**Input for this task**
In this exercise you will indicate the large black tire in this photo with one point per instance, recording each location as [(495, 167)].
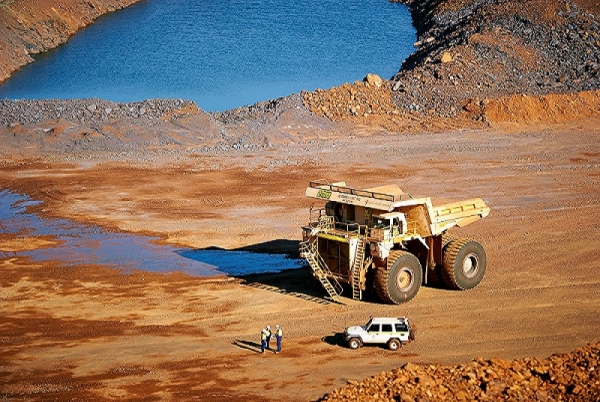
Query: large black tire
[(464, 264), (354, 343), (401, 280)]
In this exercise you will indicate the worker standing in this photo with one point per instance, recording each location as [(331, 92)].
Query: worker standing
[(269, 334), (278, 336), (263, 340)]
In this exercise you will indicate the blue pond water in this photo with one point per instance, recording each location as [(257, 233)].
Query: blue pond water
[(221, 53), (84, 244)]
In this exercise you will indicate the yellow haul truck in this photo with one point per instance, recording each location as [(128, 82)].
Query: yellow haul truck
[(384, 240)]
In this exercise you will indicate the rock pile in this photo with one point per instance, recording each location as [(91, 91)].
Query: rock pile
[(571, 376), (480, 49)]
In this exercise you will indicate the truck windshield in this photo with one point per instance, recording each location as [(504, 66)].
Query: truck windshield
[(380, 223)]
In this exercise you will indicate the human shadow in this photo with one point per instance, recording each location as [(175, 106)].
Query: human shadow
[(248, 345), (336, 339)]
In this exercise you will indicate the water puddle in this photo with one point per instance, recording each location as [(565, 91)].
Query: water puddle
[(76, 244)]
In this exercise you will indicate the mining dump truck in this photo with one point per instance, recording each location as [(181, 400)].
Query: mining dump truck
[(383, 241)]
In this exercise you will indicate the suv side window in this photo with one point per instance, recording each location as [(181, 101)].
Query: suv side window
[(401, 327)]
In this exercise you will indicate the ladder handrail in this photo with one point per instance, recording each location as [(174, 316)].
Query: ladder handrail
[(309, 250)]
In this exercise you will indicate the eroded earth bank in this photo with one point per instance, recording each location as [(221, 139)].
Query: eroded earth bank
[(501, 103)]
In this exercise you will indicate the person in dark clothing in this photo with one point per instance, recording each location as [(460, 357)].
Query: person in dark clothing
[(279, 337)]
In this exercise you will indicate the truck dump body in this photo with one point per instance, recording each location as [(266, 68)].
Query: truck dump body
[(358, 230)]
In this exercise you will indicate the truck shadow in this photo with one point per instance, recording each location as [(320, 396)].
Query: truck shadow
[(275, 266), (284, 271)]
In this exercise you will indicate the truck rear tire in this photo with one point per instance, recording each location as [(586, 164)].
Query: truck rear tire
[(464, 264), (401, 280)]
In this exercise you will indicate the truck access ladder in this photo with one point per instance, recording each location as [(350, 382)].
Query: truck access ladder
[(359, 257), (308, 250)]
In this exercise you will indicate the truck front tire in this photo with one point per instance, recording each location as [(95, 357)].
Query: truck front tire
[(354, 343), (401, 280)]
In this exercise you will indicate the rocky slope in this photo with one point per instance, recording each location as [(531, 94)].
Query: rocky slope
[(471, 51), (562, 377), (32, 26)]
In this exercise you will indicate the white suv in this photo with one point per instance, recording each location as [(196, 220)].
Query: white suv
[(391, 331)]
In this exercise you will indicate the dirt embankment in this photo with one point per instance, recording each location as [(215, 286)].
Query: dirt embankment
[(166, 168), (31, 26), (473, 54)]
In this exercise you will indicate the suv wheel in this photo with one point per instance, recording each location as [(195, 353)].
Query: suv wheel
[(394, 344), (354, 343)]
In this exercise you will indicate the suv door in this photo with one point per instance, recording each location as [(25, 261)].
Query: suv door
[(372, 334)]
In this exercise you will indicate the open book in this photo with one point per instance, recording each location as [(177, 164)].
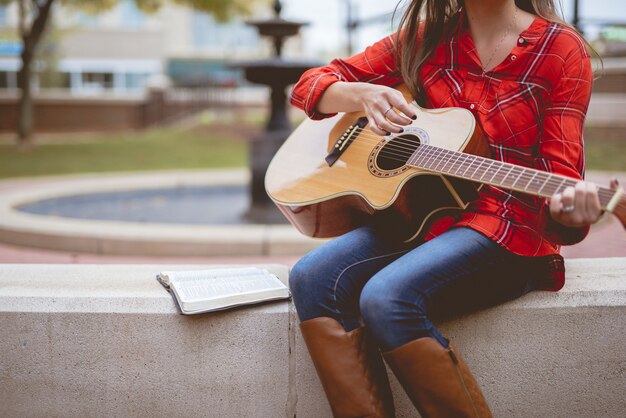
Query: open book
[(197, 291)]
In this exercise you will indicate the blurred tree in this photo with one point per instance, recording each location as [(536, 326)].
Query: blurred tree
[(33, 20)]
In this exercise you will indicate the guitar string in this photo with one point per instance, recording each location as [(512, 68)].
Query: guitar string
[(406, 152), (522, 171), (547, 180)]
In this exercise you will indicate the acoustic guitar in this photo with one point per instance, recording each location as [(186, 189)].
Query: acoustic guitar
[(334, 175)]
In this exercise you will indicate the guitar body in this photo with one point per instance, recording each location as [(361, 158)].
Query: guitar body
[(326, 185)]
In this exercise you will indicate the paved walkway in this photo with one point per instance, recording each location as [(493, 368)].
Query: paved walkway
[(606, 239)]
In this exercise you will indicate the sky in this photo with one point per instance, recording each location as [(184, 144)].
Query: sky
[(327, 20)]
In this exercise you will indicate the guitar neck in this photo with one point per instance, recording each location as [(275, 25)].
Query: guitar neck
[(497, 173)]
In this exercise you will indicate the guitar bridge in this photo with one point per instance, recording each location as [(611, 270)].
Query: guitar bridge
[(342, 144)]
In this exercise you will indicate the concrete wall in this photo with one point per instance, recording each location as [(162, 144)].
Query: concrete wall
[(107, 341)]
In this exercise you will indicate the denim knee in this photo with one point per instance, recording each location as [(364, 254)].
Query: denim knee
[(393, 320)]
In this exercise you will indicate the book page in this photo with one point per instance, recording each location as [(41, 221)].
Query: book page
[(212, 284)]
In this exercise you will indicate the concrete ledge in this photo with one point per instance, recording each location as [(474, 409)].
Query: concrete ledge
[(128, 238), (107, 341)]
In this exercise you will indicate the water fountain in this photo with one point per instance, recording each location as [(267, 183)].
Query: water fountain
[(277, 73)]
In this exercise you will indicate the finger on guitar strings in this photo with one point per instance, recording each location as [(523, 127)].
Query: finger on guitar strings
[(402, 108), (592, 202)]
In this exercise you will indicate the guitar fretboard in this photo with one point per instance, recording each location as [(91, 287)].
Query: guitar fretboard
[(495, 173)]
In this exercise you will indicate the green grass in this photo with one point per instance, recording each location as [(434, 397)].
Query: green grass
[(203, 147), (156, 149), (605, 154)]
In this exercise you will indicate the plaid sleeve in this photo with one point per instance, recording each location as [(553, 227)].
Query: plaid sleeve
[(374, 65), (561, 148)]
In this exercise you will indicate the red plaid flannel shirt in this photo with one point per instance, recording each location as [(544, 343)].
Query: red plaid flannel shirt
[(531, 108)]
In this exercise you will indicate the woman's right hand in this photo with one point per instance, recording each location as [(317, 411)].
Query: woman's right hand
[(386, 108)]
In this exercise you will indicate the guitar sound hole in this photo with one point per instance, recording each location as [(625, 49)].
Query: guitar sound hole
[(397, 151)]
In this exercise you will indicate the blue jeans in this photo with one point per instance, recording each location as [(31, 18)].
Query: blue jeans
[(395, 289)]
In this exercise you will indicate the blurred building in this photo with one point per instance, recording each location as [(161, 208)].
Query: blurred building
[(123, 50)]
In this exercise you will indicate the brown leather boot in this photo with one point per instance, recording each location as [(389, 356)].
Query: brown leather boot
[(350, 368), (437, 380)]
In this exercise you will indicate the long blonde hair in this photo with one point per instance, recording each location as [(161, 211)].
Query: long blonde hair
[(433, 16)]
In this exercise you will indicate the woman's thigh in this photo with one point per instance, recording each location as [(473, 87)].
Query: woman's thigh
[(328, 280), (459, 271)]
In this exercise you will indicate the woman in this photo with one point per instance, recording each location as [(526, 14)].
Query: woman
[(526, 77)]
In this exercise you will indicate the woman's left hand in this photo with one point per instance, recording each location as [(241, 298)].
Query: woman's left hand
[(577, 206)]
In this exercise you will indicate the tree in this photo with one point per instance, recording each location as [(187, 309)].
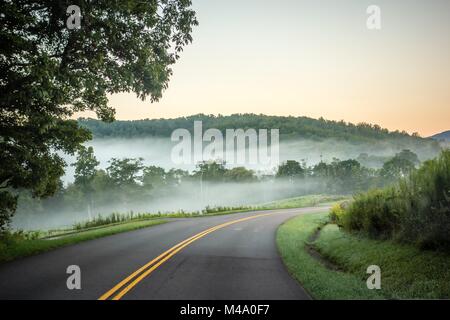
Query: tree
[(85, 168), (85, 172), (408, 155), (125, 172), (48, 72), (396, 168), (154, 177)]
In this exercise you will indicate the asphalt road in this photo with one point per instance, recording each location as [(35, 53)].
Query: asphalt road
[(237, 261)]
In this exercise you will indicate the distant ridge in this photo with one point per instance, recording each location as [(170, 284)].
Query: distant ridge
[(445, 135), (295, 127)]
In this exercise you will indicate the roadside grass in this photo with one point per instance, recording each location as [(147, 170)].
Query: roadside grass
[(16, 246), (319, 281), (117, 218), (406, 272)]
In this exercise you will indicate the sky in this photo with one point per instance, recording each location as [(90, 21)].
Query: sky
[(314, 58)]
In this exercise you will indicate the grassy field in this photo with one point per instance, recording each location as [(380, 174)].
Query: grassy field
[(16, 246), (21, 244), (406, 272)]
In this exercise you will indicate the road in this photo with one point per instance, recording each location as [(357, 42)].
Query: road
[(238, 260)]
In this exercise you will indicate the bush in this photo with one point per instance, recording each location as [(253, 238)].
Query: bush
[(415, 210)]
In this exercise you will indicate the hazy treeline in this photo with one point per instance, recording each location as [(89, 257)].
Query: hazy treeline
[(416, 209), (296, 127), (127, 184)]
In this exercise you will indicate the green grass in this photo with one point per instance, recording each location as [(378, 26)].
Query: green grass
[(16, 246), (406, 272)]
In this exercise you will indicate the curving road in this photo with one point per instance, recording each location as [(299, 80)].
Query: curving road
[(236, 260)]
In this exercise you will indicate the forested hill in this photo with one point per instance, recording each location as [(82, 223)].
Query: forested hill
[(295, 127)]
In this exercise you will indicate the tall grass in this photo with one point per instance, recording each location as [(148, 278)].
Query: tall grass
[(414, 210)]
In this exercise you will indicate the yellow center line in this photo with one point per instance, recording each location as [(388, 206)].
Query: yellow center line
[(149, 267)]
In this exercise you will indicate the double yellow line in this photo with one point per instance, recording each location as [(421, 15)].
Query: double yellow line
[(120, 289)]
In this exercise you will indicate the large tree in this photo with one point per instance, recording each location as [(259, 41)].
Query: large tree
[(48, 71)]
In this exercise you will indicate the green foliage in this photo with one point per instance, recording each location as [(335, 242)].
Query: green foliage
[(406, 271), (290, 169), (48, 72), (415, 210), (85, 167), (294, 127)]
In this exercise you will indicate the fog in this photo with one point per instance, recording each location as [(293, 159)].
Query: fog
[(193, 196)]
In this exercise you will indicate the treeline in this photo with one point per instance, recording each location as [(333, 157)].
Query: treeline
[(127, 182), (415, 210), (303, 127)]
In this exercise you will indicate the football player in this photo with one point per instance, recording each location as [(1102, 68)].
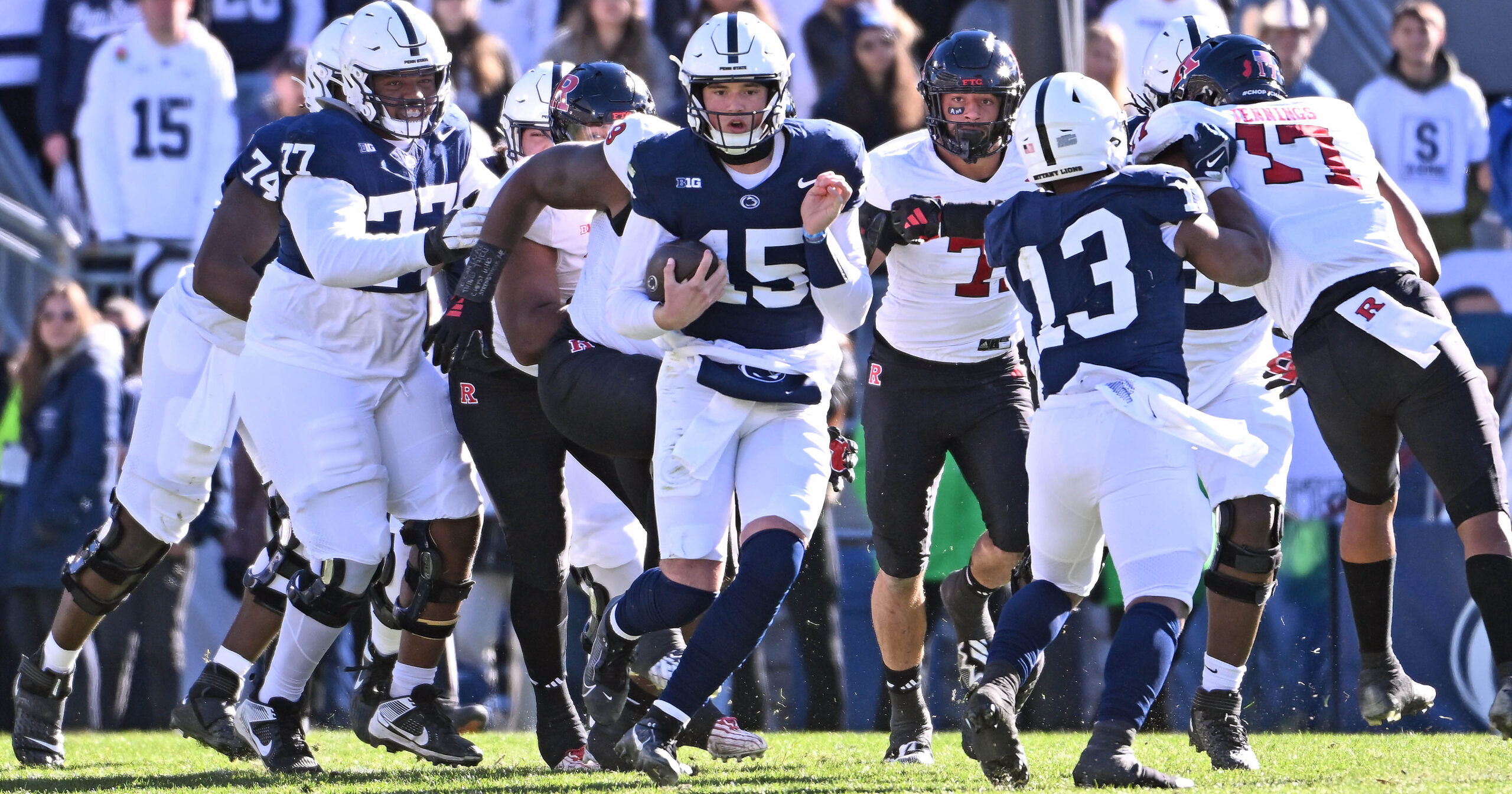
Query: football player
[(165, 479), (741, 392), (944, 374), (333, 379), (1370, 342), (598, 386), (1228, 350), (1097, 261)]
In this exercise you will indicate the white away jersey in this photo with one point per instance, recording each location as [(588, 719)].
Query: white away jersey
[(156, 132), (944, 301), (1307, 168)]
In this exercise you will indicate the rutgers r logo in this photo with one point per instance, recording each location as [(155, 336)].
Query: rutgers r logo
[(1370, 307)]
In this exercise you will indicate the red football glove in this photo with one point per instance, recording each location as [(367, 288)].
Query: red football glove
[(1283, 374)]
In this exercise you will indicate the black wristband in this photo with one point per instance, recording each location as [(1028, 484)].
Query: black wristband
[(481, 274), (965, 220)]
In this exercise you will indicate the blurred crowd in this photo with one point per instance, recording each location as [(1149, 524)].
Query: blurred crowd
[(132, 111)]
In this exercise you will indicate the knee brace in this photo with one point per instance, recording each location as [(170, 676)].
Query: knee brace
[(335, 593), (102, 554), (427, 586), (1245, 558)]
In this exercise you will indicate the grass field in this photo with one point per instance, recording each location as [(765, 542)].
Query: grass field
[(797, 763)]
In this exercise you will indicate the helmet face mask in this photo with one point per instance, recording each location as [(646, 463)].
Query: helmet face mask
[(971, 63)]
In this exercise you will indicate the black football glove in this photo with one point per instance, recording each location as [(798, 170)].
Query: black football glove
[(917, 218), (1208, 150), (1283, 374), (843, 458), (454, 333)]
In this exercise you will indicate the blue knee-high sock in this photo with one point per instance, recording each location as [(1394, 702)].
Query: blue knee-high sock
[(655, 603), (1138, 663), (737, 622), (1030, 620)]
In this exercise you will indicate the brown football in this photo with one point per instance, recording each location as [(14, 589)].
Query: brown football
[(685, 255)]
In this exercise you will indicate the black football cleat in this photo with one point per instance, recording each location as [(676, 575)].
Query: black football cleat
[(208, 714), (419, 723), (1219, 731), (1109, 761), (276, 733), (40, 696), (607, 676), (992, 717)]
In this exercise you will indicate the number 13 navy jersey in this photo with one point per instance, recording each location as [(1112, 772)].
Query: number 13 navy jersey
[(1095, 273)]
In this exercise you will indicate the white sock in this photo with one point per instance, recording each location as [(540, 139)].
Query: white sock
[(406, 678), (384, 639), (301, 645), (232, 662), (1221, 675), (58, 658)]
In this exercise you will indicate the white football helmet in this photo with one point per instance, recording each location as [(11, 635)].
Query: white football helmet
[(530, 106), (392, 37), (1068, 126), (322, 67), (1165, 55), (735, 47)]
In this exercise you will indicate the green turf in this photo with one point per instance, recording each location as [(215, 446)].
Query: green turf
[(820, 763)]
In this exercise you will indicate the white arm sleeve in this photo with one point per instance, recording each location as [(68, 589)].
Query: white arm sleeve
[(846, 306), (328, 220), (97, 156), (630, 311)]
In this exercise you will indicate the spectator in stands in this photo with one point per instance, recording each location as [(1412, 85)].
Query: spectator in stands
[(1428, 123), (1104, 60), (879, 96), (70, 416), (483, 70), (1140, 20), (1290, 29), (256, 32), (617, 31), (71, 29), (156, 131)]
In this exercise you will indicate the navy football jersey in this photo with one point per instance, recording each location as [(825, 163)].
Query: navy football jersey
[(1094, 271), (258, 167), (678, 182), (407, 190)]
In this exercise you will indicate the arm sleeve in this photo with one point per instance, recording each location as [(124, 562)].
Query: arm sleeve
[(844, 306), (97, 153), (630, 311), (328, 220)]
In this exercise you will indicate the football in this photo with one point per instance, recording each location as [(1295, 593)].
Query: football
[(687, 255)]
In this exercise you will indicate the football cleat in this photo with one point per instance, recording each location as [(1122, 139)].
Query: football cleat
[(992, 717), (208, 714), (276, 734), (607, 678), (421, 725), (647, 751), (1109, 761), (40, 696), (1387, 695), (1219, 731), (729, 741)]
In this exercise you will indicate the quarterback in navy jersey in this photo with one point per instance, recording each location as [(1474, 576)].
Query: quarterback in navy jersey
[(1097, 263), (749, 360), (195, 336)]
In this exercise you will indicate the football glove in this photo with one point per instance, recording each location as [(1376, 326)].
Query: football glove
[(454, 333), (843, 458), (1283, 374), (1208, 150)]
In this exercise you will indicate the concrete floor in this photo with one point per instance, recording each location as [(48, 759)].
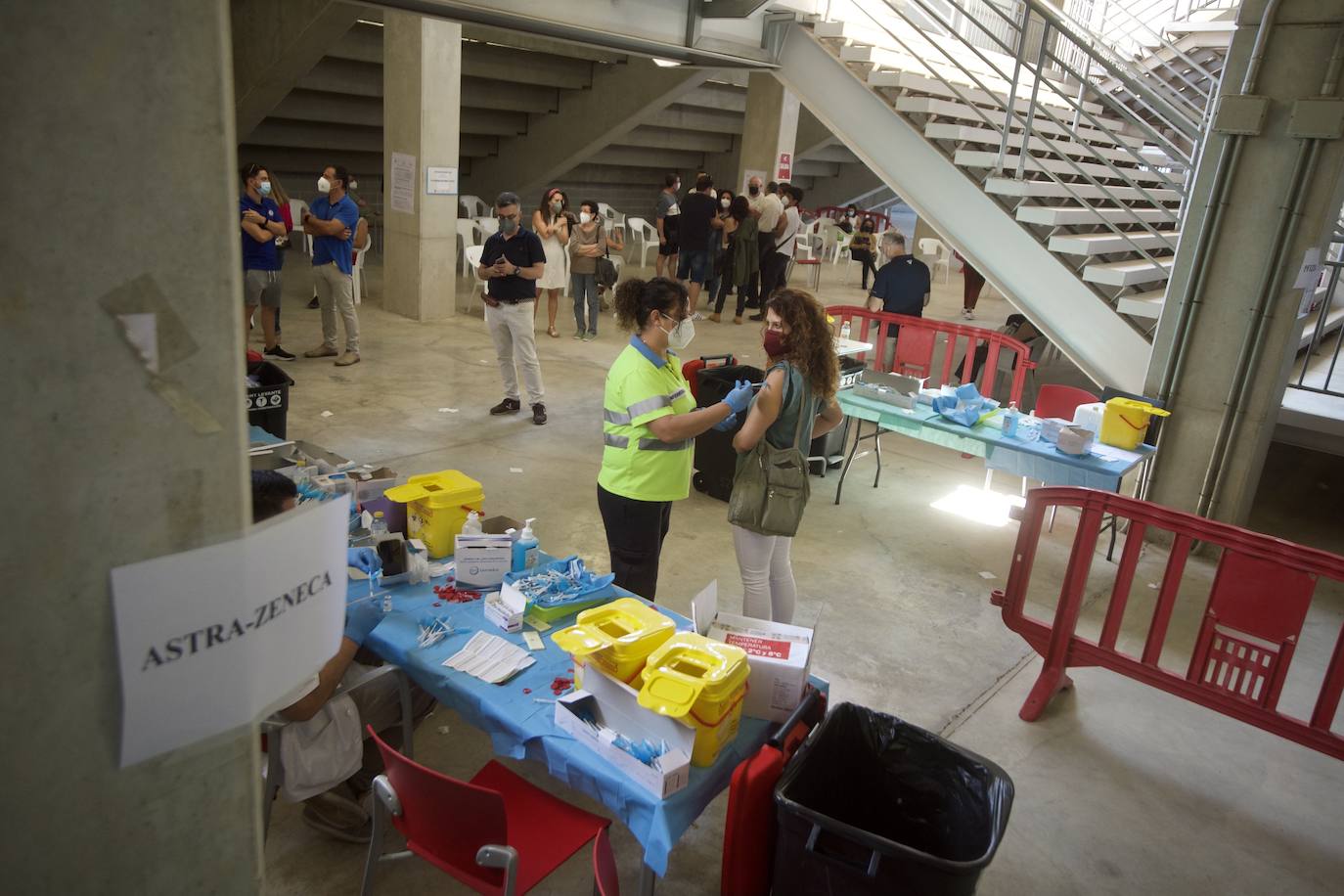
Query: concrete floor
[(1120, 787)]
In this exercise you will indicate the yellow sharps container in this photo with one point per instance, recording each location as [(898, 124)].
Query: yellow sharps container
[(701, 683), (615, 639)]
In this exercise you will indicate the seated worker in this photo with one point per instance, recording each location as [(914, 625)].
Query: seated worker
[(336, 802)]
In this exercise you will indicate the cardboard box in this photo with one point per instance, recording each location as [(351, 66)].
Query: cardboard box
[(780, 654), (617, 707), (481, 560)]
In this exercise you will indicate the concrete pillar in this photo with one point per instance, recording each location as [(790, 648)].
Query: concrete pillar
[(769, 128), (423, 86), (1294, 66), (124, 114)]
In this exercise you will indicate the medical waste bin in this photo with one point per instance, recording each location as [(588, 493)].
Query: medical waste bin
[(715, 461), (875, 805)]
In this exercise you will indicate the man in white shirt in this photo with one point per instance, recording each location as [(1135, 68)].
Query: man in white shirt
[(775, 263)]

**Exercise instructions**
Put the entries from the line containing "In this exercise you will indicate the long" through the line containing "[(328, 280), (459, 271)]" into a JSON list of strings, one string per line, leaving out any blank lines.

**Response to the task**
[
  "In this exercise you will indicate the long blonde hair in this photo with one point per instance, recording each location as [(161, 211)].",
  "Query: long blonde hair",
  "[(433, 16)]",
  "In this exercise you will indicate the woman's thigh in this photo with one point per instance, recording each location as [(473, 87)].",
  "Query: woman's thigh",
  "[(328, 280), (459, 271)]"
]